## [SELECTED PASSAGE]
------------------------------------
If you need any information or the rest of the code, please just tell me and I send it to you right away

Hi,

Couple of things:

1. If your evoked data is already baseline corrected, I don’t see a real necessity to compute a separate epochs baseline and re-correct for the stc data.

2. In your code, I don’t see that you have applied the morphed matrix to the stc data. May be some codes are missing? Plus, what is your morphed stc data shape look like? (it should be fsaverage vertices (20484) * times (101))

3. Did you try to visualize stc data for a subject with a plot function? Does it make sense? Do you see any source activity in the first place?

If you really want me to have a look at your script, I would recommend you to post the full script.

best,

Hi @dasdiptyajit and many thanks for your answer!

1. I thought the same, but if I don’t baseline correct my stc I get the entire brain activated, as below. I did this because I read someone was doing this in the forum. Should I stop baselining stc?
   

   

   No_Baseline_blue1058×595 53.7 KB

2. I thought I did apply the morphed matrix to stc data by doing this:

morph_mat = mne.compute_source_morph(
                src=inverse_operator['src'], subject_to='fsaverage',
                spacing=fsave_vertices, subjects_dir=subjects_dir).morph_mat

Am I doing it right? After, reshaping and taking the dot product, my stc data matrix looks like this:

In [185]: X.shape

Out[185]: (17, 101, 20484)

with 17 subjects, 101 time points and 20484 vertices

You can see my entire script below (after that you can also find the answer to you third question):
My code:

#%%

import os.path as op
from mne.datasets import fetch_fsaverage
import pathlib
from scipy import stats as stats
import numpy as np
import mne
import matplotlib.pyplot as plt
import glob
from mne.minimum_norm import apply_inverse, read_inverse_operator
from mne.stats import spatio_temporal_cluster_test

#%%
# SOURCE ESTIMATION

# =============================================================================
# Compute the forward operator from EEG data using the standard template MRI subject fsaverage.
# =============================================================================

# Download fsaverage files
fs_dir = fetch_fsaverage(verbose=True)
subjects_dir = op.dirname(fs_dir)

# The files live in:
subject = 'fsaverage'
trans = 'fsaverage'  # MNE has a built-in fsaverage transformation
src_fname = op.join(fs_dir, 'bem', 'fsaverage-ico-5-src.fif')
bem = op.join(fs_dir, 'bem', 'fsaverage-5120-5120-5120-bem-sol.fif')

#%%

# Load the data

epochs_PM_alpha = []
epochs_PM_theta = []
epochs_PM_sham  = []

morph_alpha = []
morph_theta = []
morph_sham  = []

exclude_outliers = ['10',
                    '19',
                    '20',
                    '23',
                    '24',
                    '36',
                    '56',
                    '58',
                    '60']

excluded_subjs = []

# PM ERPs

print('1.  PREPARE FOR LOOP WITH SUBJECTS')
------------------------------------
## [WRITTEN TASK 1]
Express the records from the start through the line containing "negative clicks: (672, 361)" as a Markdown table with the columns Row and Line, leaving out any blank lines.
The records have nothing to do with the forum thread above.

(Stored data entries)
------------------------------------
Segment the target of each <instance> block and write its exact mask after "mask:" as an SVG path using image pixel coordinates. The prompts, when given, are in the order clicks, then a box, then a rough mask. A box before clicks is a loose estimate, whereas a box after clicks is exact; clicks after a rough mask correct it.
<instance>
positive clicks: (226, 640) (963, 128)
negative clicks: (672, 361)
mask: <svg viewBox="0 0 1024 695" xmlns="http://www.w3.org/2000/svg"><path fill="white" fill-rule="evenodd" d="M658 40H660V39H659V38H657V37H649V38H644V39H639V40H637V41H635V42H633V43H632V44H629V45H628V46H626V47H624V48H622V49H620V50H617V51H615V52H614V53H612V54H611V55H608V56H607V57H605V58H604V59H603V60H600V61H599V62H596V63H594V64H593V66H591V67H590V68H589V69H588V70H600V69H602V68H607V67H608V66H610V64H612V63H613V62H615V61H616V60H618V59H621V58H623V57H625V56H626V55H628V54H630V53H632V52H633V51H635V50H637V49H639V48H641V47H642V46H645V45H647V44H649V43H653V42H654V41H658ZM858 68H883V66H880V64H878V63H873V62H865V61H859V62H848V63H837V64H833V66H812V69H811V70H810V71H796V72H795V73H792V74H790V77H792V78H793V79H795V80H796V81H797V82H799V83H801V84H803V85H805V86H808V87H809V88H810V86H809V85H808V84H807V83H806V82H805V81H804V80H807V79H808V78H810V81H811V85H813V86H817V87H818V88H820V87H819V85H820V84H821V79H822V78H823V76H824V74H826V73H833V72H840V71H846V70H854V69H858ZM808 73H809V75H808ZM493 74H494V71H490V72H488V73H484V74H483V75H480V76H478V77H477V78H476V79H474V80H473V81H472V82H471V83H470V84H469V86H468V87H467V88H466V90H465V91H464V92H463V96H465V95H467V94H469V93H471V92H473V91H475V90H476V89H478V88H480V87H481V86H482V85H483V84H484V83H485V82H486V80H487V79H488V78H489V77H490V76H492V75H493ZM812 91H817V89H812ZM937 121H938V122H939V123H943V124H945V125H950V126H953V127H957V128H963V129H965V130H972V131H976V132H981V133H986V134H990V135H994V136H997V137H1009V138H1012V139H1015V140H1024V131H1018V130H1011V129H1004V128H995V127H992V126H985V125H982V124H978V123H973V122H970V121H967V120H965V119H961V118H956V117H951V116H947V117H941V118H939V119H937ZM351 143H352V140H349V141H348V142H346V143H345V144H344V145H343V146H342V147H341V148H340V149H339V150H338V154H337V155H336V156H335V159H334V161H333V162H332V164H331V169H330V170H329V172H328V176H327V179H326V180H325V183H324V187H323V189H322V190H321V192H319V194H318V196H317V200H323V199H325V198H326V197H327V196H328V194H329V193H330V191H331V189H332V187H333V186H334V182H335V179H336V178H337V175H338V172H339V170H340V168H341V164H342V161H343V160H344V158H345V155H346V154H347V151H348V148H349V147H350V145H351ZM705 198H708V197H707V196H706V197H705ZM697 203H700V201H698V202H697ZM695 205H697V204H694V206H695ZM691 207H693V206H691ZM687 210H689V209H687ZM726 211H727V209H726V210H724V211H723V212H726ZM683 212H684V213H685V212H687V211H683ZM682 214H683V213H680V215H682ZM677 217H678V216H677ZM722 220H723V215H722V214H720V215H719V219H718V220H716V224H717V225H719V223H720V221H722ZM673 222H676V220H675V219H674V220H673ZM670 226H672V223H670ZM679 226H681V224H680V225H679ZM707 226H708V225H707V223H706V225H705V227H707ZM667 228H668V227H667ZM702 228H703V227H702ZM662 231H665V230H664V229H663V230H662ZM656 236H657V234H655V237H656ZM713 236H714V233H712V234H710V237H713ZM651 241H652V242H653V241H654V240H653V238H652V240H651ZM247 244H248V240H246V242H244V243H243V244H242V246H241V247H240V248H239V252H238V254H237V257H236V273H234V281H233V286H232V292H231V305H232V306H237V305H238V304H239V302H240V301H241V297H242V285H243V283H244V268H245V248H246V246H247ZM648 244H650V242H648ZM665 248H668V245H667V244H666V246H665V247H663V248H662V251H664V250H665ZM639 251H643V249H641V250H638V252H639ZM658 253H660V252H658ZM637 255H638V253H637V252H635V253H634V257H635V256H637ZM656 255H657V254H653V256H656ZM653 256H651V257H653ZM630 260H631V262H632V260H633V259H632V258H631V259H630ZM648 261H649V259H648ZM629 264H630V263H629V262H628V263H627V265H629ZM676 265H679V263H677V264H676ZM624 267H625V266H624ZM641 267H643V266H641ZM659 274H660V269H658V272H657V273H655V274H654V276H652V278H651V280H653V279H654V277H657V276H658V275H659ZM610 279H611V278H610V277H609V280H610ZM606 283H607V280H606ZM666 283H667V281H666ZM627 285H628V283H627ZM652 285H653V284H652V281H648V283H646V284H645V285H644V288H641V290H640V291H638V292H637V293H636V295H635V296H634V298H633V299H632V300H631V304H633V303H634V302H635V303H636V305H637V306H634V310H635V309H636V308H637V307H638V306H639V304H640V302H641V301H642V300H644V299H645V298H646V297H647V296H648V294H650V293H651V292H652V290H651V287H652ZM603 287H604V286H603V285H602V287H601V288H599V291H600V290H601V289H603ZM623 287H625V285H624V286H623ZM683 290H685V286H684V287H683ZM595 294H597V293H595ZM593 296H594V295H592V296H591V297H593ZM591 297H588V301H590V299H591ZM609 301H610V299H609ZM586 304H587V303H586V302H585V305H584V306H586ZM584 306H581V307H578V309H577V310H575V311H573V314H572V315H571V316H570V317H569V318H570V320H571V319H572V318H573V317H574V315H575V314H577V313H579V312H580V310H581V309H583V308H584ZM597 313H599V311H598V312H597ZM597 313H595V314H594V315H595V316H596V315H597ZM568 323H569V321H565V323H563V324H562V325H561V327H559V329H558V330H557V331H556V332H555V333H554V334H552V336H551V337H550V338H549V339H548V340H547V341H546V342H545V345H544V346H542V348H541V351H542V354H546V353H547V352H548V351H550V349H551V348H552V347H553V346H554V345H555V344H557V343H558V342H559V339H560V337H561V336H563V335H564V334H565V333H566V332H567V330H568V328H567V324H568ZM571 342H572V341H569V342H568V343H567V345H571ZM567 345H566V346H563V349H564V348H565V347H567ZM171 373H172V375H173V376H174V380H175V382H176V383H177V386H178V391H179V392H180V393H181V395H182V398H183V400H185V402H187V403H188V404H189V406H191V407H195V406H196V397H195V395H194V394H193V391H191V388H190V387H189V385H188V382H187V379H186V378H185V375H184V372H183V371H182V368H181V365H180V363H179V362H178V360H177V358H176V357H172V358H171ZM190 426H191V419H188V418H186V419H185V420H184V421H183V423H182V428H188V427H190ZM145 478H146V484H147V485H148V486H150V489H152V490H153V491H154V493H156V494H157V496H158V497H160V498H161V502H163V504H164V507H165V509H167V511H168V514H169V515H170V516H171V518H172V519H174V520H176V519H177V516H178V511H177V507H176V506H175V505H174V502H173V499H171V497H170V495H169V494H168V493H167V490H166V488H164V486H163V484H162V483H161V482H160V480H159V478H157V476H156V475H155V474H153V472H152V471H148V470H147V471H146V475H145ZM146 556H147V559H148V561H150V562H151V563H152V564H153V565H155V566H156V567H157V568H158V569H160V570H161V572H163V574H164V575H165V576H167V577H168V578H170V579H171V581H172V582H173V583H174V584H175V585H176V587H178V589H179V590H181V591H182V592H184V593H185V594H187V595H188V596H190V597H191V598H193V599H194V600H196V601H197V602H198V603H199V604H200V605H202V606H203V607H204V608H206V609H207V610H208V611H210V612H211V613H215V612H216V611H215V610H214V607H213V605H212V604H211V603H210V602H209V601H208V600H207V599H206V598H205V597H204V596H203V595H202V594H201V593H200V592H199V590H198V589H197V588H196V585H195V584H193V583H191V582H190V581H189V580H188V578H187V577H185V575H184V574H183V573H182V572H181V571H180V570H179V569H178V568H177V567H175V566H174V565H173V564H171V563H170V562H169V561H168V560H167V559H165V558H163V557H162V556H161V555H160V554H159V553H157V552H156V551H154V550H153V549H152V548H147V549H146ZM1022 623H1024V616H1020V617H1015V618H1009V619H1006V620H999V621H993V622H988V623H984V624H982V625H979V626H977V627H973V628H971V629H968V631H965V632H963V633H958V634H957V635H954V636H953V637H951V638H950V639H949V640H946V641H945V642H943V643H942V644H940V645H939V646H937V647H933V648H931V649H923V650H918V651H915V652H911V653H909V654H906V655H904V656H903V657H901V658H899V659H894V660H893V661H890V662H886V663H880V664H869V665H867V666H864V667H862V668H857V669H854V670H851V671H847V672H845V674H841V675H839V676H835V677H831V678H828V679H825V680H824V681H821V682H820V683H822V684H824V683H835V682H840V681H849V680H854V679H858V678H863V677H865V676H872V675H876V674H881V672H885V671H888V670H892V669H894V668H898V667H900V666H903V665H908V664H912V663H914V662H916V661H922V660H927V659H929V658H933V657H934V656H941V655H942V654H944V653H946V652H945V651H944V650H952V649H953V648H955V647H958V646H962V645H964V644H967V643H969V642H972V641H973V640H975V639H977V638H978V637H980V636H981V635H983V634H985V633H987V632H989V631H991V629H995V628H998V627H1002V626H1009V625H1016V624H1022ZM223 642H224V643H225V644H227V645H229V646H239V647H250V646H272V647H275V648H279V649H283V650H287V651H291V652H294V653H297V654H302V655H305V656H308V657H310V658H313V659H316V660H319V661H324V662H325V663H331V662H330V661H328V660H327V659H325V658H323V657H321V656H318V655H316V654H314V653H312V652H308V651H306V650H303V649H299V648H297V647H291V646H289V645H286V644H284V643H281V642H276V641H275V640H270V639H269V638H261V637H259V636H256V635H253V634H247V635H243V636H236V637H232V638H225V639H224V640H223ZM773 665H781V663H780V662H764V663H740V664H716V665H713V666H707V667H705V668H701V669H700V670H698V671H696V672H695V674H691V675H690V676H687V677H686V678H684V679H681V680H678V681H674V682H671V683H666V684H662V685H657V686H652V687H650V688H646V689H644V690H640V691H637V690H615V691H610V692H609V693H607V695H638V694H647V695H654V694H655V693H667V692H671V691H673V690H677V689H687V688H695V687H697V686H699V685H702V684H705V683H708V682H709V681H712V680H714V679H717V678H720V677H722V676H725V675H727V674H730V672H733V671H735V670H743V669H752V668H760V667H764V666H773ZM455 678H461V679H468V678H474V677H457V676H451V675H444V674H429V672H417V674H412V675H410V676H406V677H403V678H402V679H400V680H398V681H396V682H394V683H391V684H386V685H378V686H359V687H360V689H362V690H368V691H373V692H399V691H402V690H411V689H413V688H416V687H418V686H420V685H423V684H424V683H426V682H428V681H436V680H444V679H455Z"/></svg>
------------------------------------
## [WRITTEN TASK 2]
In the forum thread, what shape does the stc data matrix X have after reshaping and taking the dot product?

## [REPLY 1]
| Row | Line |
|---|---|
| 1 | Segment the target of each <instance> block and write its exact mask after "mask:" as an SVG path using image pixel coordinates. The prompts, when given, are in the order clicks, then a box, then a rough mask. A box before clicks is a loose estimate, whereas a box after clicks is exact; clicks after a rough mask correct it. |
| 2 | <instance> |
| 3 | positive clicks: (226, 640) (963, 128) |
| 4 | negative clicks: (672, 361) |

## [REPLY 2]
(17, 101, 20484), meaning 17 subjects, 101 time points and 20484 vertices.